→ Dataset rows:
******************************
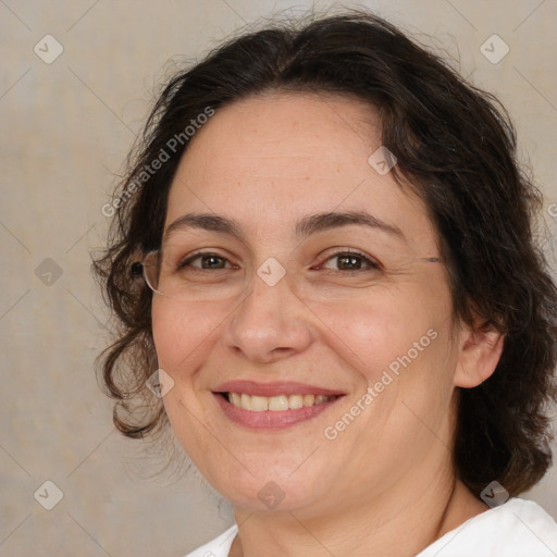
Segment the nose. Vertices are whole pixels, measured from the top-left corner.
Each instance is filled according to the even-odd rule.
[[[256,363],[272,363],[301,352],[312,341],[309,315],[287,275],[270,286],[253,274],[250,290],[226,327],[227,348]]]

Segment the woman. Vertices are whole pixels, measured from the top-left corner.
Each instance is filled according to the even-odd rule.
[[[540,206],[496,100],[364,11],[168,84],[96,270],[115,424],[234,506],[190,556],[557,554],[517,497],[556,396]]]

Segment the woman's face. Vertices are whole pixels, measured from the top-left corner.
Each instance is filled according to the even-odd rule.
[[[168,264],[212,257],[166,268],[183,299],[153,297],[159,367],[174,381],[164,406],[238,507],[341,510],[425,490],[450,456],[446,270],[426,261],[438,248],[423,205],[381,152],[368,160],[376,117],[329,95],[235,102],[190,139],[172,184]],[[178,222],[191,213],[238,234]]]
******************************
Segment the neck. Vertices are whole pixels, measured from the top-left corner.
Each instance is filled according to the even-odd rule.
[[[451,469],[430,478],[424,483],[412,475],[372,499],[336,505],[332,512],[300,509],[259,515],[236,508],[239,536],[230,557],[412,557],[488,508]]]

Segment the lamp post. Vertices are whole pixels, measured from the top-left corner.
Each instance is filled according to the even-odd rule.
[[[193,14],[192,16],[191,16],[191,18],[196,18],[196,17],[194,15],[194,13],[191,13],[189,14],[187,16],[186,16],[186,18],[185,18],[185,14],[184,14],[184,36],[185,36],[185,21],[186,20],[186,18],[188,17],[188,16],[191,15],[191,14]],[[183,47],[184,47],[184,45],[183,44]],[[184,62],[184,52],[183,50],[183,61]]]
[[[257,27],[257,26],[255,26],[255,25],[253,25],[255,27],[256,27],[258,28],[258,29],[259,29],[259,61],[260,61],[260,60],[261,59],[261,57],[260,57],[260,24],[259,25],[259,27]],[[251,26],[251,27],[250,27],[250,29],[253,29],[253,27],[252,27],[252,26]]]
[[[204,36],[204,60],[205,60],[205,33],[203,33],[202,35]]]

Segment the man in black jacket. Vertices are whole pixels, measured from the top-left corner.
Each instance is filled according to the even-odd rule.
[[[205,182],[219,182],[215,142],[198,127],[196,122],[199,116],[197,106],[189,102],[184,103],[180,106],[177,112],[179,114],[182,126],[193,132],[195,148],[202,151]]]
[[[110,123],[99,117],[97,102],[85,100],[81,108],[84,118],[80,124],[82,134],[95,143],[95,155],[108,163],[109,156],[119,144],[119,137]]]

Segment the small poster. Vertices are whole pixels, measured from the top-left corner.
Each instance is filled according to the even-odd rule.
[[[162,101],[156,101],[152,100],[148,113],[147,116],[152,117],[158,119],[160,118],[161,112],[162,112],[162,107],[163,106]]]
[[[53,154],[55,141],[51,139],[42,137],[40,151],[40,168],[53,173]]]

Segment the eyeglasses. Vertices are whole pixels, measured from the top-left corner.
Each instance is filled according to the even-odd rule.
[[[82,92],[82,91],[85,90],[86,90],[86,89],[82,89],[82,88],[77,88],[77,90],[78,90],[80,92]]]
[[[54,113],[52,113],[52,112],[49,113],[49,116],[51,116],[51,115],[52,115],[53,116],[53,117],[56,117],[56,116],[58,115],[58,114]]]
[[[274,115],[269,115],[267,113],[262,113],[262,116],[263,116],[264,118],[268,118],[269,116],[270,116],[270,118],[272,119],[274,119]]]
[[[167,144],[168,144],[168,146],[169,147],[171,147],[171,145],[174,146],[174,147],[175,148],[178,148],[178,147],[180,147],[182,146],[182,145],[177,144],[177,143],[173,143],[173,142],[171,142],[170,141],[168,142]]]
******************************
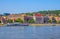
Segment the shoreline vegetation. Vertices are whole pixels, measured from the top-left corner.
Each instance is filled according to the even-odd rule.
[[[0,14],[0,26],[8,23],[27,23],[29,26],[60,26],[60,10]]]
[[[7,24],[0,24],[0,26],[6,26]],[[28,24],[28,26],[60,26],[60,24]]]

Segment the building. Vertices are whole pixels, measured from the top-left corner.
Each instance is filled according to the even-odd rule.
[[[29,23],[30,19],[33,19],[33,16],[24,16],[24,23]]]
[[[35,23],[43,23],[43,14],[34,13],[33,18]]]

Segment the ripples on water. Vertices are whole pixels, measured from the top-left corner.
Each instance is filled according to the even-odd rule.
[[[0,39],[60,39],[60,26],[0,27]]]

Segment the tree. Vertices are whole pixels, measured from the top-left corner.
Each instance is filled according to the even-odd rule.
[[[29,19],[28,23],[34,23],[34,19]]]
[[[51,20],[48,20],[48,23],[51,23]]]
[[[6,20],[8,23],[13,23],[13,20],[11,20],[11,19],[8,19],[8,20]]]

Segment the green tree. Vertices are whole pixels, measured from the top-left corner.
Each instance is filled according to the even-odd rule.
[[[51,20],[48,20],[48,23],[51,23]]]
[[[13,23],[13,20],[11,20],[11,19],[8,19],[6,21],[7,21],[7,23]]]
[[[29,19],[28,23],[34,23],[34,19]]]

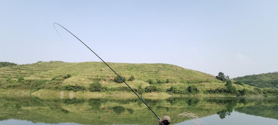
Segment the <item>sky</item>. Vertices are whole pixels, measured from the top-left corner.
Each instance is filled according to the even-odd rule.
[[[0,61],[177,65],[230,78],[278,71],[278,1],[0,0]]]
******************************
→ WHAT YOU SHOULD DO: Return the lines running from the one containing "Segment the neck." through the one containing "[[[204,36],[204,60],[205,60],[205,33],[203,33],[202,35]]]", both included, repeated character for character.

→ OUTPUT OF THE TASK:
Segment the neck. Vertices are whole pixels, measured from the top-left corner.
Each instance is filled according to the even-odd rule.
[[[451,469],[430,478],[424,483],[412,475],[372,499],[336,505],[332,512],[300,509],[259,515],[236,508],[239,536],[230,557],[412,557],[488,508]]]

Segment the lamp post. Vertices are whole pixels, measured from the top-left corner.
Each instance is filled according to the even-odd rule.
[[[193,14],[192,16],[191,16],[191,18],[196,18],[196,17],[194,15],[194,13],[191,13],[189,14],[187,16],[186,16],[186,18],[185,18],[185,14],[184,14],[184,36],[185,36],[185,21],[186,20],[186,18],[188,17],[188,16],[191,15],[191,14]],[[183,47],[184,47],[184,45],[183,44]],[[184,62],[184,52],[183,50],[183,61]]]
[[[257,27],[257,26],[255,26],[255,25],[253,25],[255,27],[256,27],[258,28],[258,29],[259,29],[259,61],[260,61],[260,60],[261,59],[261,57],[260,57],[260,24],[259,25],[259,27]],[[251,26],[251,27],[250,27],[250,29],[253,29],[253,27],[252,27],[252,26]]]
[[[204,36],[204,60],[205,60],[205,33],[203,33],[202,35]]]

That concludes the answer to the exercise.